#### WRITTEN INSTRUCTION A
Output, word for word, the part of the passage on the distributed-system supervisor that begins at the words "The supervisor exposes" and stops after the words "controllable and controlling.".

In a distributed event-driven system, the supervisor controls both the components (i.e. the services) of a distributed system and the communication channels between those components. The supervisor communicates with the components of the distributed system using a control channel; components that experience exceptions report back to the supervisor using an exception channel. Combined, this forms a control loop. It is not the only control loop in a distributed system, but it is the most direct one.

ask your supervisor Figure 1 Supervisor operating in the control plane

The supervisor exposes an external interface which makes the supervisor controllable. This way, the supervisor accepts external control instructions on behalf of the application. Note that the supervisor is both controllable and controlling.

Finally, the supervisor itself is observable, and it shares its observations on the metrics channel. One can argue that the supervisor also observes, as it receives exceptions from the service components.

Interpretation of the topology

A distributed system is not simply a group of components that operate in splendid isolation. Instead, events are passed from one component to the next to trigger work in that subsequent component (supposedly, this is the essence of an event-driven architecture). In Figure 1 above, the arrows flowing from service 1 to service 2 and from service 2 to service 3 represent this event passing. How events flow from one component to another, for all components combined, defines the topology of the application.

Earlier, it was stated that the supervisor is the application. Now, it is time to refine that and state that the topology description defines the application, and the supervisor interprets that definition to become aware of the application. This is an advanced example of configurability or late binding: the supervisor is a completely generic piece of logic that derives all its purpose from a topology description document.

Initially, the supervisor is not associated with any of the components mentioned in the topology. The application is not quite ready to run yet, because the topology has not been realized. In fact, it is not even clear where these components are supposed to reside. The decision of component placement is best delegated to a utility that is not part of the application itself.

#### LISTED ENTRIES

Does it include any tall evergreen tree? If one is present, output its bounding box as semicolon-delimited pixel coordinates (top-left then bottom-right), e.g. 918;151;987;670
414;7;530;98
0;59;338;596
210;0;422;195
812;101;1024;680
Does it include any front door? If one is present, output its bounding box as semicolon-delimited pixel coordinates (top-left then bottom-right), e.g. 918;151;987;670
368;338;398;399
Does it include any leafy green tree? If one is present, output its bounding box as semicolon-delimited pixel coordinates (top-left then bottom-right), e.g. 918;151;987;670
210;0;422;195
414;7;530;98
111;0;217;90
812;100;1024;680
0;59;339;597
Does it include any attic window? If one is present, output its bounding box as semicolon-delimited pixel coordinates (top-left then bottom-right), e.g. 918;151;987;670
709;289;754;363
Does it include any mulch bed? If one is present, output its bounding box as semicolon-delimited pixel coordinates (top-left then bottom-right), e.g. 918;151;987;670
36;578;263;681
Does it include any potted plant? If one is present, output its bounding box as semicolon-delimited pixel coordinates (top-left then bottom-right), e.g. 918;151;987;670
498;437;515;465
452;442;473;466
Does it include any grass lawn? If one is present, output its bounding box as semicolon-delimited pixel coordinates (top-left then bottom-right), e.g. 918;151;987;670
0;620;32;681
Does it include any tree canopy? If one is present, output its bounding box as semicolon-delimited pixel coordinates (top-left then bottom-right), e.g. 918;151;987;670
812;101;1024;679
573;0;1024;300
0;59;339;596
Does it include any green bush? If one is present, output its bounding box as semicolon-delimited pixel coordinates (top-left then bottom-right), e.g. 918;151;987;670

#### WRITTEN INSTRUCTION B
Return, unchanged, only the lines of the records that begin at the line containing "Does it include any front" and stop after the line containing "368;338;398;399".

#### FULL SOLUTION A
The supervisor exposes an external interface which makes the supervisor controllable. This way, the supervisor accepts external control instructions on behalf of the application. Note that the supervisor is both controllable and controlling.

#### FULL SOLUTION B
Does it include any front door? If one is present, output its bounding box as semicolon-delimited pixel coordinates (top-left then bottom-right), e.g. 918;151;987;670
368;338;398;399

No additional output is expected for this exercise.